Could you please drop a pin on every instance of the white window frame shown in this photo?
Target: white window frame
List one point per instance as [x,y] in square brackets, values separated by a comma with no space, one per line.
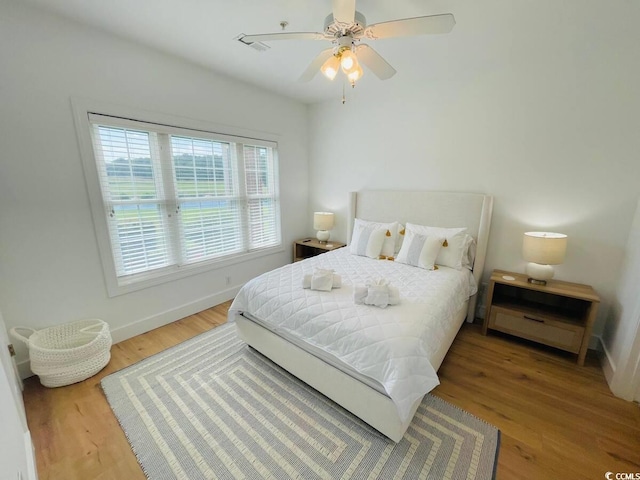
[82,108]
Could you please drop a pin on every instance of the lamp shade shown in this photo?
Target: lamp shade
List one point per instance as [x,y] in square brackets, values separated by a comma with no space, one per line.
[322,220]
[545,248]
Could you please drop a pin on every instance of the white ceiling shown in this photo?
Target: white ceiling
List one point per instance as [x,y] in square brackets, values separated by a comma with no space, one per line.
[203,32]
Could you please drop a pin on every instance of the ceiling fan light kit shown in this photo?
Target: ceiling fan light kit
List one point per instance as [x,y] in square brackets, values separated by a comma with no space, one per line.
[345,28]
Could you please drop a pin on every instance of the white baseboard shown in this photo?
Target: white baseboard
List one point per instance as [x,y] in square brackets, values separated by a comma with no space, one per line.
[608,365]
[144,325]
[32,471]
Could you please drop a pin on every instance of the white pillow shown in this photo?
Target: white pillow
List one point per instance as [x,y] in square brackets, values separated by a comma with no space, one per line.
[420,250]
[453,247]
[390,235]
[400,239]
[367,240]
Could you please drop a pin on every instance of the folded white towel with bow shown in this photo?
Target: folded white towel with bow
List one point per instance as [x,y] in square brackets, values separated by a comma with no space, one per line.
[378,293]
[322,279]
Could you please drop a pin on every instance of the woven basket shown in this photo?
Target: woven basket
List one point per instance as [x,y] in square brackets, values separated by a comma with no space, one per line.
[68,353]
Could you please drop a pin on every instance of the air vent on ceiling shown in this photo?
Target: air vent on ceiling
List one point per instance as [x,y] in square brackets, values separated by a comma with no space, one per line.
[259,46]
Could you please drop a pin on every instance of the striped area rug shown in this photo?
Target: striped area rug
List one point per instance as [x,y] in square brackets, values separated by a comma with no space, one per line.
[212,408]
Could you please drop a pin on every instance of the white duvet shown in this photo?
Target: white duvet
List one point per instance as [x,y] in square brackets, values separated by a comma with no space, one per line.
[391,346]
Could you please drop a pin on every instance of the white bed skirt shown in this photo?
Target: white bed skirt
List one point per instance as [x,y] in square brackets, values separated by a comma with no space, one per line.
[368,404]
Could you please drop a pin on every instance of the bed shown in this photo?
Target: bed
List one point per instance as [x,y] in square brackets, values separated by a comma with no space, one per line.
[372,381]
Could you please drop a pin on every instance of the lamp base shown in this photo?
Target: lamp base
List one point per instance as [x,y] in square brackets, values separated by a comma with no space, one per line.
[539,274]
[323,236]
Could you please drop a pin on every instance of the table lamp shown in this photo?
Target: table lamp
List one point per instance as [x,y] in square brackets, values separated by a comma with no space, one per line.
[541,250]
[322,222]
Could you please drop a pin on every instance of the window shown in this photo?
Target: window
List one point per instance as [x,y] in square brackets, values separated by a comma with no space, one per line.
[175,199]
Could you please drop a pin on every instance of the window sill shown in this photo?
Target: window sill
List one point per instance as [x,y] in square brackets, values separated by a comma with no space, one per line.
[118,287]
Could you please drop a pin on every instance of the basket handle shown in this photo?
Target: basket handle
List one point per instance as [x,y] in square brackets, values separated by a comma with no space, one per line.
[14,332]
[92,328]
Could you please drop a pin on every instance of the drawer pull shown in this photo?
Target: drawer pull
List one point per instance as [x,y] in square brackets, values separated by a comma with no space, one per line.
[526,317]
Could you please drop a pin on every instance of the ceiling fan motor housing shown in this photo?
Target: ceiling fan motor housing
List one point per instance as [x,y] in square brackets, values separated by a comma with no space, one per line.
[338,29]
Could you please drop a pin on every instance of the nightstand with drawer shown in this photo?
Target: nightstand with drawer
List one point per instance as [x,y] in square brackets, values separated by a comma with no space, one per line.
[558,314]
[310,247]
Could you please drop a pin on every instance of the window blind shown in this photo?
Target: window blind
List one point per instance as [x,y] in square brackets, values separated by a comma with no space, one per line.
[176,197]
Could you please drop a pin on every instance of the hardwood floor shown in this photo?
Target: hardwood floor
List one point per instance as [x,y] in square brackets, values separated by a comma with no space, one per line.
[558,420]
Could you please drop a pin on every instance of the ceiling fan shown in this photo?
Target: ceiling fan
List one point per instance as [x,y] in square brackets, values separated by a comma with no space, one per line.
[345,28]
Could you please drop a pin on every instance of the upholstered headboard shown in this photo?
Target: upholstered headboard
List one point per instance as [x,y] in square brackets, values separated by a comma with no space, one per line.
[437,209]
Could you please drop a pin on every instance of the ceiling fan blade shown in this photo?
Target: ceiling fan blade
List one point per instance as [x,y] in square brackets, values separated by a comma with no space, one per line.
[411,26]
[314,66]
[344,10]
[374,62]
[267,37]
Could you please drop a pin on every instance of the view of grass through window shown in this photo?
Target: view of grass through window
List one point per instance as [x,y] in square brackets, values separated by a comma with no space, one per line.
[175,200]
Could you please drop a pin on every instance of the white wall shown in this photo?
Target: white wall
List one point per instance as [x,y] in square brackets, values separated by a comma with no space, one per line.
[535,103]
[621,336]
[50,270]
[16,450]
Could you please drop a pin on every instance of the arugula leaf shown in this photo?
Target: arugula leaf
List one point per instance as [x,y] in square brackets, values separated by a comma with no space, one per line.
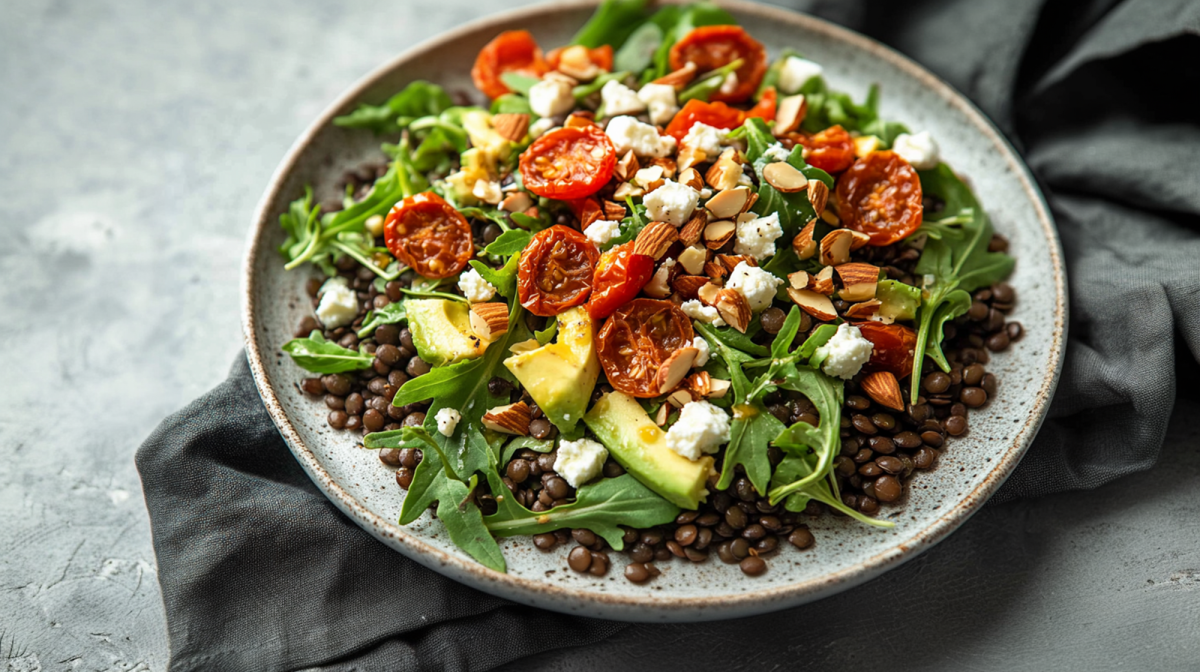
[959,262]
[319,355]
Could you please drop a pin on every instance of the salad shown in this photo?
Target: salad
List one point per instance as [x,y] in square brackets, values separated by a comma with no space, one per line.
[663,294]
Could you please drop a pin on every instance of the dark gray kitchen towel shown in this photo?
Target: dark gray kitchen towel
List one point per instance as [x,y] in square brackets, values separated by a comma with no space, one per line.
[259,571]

TASK DESCRIPTION:
Duplicate without alteration the lines starting at the one containing "salad shown in this photo?" and ending at the final line, both included.

SOLUTION TO THIS PROBLEM:
Could you please drop a pin on every instance of the salad shown in this photo?
Target: salad
List one point per instance as [x,y] in square brackets, values separated by a comma with no space, one per line.
[663,294]
Could you please drop a pin on every instance of the dark gray kitchen towel shown in this photo?
Target: dark gray kitchen towel
List one point per instance as [x,y] in square brackets, values separated by a comma with no space, one per line.
[259,571]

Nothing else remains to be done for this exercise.